[MATERIAL FOR THIS TASK start]
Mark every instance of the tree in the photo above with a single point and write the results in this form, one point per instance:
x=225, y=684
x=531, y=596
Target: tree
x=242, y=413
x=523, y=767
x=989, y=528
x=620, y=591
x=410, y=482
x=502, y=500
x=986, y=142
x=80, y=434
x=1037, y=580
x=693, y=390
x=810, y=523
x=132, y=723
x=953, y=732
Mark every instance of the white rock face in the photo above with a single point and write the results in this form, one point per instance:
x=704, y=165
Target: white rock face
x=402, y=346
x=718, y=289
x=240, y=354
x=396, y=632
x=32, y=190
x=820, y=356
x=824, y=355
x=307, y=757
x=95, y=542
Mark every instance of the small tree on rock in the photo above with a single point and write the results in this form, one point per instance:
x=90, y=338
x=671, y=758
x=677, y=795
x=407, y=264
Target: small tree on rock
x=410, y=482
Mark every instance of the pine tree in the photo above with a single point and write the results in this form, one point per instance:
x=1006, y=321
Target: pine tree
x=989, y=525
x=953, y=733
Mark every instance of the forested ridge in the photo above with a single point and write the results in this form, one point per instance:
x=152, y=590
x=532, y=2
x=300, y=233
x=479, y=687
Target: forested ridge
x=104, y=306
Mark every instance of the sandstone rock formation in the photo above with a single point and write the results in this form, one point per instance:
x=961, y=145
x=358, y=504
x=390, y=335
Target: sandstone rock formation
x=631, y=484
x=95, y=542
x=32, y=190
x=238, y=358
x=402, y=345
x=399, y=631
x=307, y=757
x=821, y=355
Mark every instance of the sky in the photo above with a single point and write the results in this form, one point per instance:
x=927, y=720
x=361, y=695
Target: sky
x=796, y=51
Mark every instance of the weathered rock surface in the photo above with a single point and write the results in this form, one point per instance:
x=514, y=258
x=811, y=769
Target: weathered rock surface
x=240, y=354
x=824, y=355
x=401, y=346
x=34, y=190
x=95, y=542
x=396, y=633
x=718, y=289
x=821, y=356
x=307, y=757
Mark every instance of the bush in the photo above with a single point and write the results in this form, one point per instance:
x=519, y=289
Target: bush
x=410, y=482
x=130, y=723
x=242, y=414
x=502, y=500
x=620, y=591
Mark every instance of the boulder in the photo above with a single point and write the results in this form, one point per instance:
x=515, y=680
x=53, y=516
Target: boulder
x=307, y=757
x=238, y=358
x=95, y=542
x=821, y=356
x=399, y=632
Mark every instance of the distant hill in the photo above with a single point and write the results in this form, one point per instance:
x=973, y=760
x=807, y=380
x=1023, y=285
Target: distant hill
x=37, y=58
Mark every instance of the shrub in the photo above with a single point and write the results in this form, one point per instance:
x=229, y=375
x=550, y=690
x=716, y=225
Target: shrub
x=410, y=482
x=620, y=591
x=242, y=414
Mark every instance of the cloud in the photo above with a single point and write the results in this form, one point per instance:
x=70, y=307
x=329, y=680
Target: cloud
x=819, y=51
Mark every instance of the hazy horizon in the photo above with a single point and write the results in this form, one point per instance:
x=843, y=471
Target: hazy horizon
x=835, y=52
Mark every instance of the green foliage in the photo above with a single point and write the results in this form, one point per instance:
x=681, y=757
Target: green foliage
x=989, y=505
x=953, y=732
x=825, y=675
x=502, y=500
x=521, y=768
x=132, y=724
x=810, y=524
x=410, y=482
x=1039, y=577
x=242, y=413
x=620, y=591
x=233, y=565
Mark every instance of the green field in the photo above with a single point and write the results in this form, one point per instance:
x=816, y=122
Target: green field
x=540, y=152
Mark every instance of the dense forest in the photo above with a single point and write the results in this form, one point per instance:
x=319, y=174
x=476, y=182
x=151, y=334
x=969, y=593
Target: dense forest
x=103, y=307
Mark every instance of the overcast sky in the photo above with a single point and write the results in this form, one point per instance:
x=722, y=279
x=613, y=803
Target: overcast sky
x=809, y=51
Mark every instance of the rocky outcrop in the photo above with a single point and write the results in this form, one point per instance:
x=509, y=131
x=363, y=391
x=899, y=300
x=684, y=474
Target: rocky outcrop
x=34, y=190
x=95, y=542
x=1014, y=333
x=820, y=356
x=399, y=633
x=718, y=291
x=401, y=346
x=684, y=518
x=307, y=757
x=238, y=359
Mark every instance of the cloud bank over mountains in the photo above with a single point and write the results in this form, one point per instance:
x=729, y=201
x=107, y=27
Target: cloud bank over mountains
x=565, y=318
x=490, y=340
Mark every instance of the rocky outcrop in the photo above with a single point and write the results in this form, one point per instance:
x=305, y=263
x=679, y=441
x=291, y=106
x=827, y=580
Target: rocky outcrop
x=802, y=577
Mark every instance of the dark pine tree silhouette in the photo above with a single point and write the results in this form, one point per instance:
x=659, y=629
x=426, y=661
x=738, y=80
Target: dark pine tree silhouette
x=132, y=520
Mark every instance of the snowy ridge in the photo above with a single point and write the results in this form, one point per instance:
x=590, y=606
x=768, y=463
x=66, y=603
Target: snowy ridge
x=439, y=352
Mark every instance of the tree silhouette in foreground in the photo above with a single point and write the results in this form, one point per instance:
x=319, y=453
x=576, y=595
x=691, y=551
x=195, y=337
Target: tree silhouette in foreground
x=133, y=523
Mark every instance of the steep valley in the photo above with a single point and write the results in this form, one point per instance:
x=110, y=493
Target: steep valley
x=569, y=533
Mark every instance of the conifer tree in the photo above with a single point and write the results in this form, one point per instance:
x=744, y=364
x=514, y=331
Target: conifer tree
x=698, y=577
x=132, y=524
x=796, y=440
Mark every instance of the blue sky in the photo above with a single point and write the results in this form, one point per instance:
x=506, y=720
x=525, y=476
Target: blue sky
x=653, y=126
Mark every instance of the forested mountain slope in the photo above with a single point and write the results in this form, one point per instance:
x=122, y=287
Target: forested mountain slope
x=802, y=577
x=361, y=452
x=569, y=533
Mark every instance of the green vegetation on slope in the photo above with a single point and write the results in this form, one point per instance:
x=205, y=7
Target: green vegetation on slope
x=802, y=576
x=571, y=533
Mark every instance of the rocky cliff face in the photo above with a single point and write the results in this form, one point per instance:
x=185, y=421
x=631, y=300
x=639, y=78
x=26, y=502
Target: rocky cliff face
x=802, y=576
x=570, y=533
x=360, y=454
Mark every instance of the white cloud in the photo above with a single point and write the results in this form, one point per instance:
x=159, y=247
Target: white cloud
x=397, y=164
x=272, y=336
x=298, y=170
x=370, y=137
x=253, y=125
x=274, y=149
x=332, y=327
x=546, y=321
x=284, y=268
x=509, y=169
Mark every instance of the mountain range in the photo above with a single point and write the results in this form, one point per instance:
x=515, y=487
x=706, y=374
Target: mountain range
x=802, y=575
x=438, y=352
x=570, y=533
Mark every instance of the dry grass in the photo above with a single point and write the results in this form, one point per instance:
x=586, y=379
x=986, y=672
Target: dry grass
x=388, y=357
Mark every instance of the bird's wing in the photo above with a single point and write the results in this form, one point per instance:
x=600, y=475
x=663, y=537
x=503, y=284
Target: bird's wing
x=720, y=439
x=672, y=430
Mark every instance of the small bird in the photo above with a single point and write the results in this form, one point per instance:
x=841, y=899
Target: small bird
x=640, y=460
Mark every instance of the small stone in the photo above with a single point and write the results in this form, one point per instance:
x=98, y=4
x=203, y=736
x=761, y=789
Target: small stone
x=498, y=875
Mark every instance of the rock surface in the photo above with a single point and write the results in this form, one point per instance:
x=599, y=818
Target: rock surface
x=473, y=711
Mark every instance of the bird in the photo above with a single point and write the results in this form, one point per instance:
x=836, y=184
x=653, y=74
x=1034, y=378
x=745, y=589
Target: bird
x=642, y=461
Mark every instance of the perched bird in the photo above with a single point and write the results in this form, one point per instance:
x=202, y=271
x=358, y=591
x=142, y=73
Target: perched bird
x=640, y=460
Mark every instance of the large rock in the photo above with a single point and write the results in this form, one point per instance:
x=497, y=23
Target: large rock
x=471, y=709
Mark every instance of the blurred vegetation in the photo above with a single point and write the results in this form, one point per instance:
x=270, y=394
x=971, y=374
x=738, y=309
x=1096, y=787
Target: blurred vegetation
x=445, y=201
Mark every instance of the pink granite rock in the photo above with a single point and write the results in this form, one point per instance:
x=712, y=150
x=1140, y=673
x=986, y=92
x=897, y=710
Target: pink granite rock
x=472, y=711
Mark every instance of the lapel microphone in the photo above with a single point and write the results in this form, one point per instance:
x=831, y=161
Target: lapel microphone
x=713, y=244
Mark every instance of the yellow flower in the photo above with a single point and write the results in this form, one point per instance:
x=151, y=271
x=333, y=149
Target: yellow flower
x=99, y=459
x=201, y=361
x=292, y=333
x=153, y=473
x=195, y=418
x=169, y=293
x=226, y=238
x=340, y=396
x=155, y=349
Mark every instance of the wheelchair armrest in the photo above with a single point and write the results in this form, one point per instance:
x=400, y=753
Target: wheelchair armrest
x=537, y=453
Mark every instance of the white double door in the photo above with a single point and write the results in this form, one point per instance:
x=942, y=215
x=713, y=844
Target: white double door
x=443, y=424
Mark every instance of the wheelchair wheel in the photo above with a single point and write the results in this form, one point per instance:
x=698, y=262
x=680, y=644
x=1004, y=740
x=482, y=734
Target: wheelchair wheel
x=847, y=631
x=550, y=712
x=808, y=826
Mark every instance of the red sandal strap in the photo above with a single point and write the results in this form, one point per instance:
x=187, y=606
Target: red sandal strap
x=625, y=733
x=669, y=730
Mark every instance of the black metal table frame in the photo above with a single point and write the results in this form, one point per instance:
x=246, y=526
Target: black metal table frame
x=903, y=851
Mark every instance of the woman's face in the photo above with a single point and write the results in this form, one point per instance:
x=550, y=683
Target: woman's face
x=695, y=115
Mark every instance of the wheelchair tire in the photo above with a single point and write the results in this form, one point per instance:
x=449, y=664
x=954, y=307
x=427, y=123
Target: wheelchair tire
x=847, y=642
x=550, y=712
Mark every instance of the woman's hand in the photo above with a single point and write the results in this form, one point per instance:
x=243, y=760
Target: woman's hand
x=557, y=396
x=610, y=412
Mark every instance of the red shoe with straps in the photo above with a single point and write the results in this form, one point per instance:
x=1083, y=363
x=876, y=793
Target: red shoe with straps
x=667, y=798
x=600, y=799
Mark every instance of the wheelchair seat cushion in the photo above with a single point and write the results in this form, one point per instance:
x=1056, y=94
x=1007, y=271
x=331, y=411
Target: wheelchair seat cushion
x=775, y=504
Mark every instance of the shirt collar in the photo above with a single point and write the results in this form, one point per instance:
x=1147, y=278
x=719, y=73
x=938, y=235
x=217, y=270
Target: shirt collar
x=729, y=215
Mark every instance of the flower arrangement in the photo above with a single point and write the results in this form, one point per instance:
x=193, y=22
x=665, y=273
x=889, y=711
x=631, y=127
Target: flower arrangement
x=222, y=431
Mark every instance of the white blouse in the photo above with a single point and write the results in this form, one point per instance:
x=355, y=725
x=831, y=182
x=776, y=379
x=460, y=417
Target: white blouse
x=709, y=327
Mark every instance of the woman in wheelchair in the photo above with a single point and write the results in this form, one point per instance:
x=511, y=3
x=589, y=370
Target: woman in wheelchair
[MATERIAL FOR THIS TASK end]
- [INSTRUCTIONS FOR THE TASK]:
Please copy out the data above word for word, from the line that contains "Mark every instance of the dry" through the line that contains "x=471, y=709", with both of those lines included.

- [WORKED ANSWER]:
Mark every instance of the dry grass in the photo above with a single point and write the results in this form, one point per instance:
x=586, y=379
x=986, y=672
Target: dry grass
x=388, y=357
Mark every instance of the bird's wing in the photo above with a single point and write the results in this form, one point per instance:
x=600, y=475
x=663, y=537
x=503, y=284
Target: bird's wing
x=720, y=439
x=672, y=430
Mark every instance of the small bird in the photo above with a single point and write the results in this form, one point per instance:
x=841, y=899
Target: small bird
x=640, y=460
Mark every instance of the small stone in the photo above with a single point and write the results in this form, one point per instance:
x=98, y=4
x=203, y=736
x=761, y=789
Target: small stone
x=498, y=875
Mark every instance of the rock surface in the photo above with a single point and write the results in this form, one point per instance:
x=599, y=818
Target: rock surface
x=473, y=711
Mark every instance of the bird in the photo above with a single point and write the results in this form, one point per instance:
x=836, y=184
x=653, y=74
x=1034, y=378
x=745, y=589
Target: bird
x=642, y=461
Mark every instance of the perched bird in the photo above with a single point and write the results in this form, one point per instance:
x=202, y=271
x=358, y=591
x=142, y=73
Target: perched bird
x=640, y=460
Mark every instance of the large rock in the photo above with a single point and write the results in this form, one point per instance:
x=497, y=23
Target: large rock
x=471, y=709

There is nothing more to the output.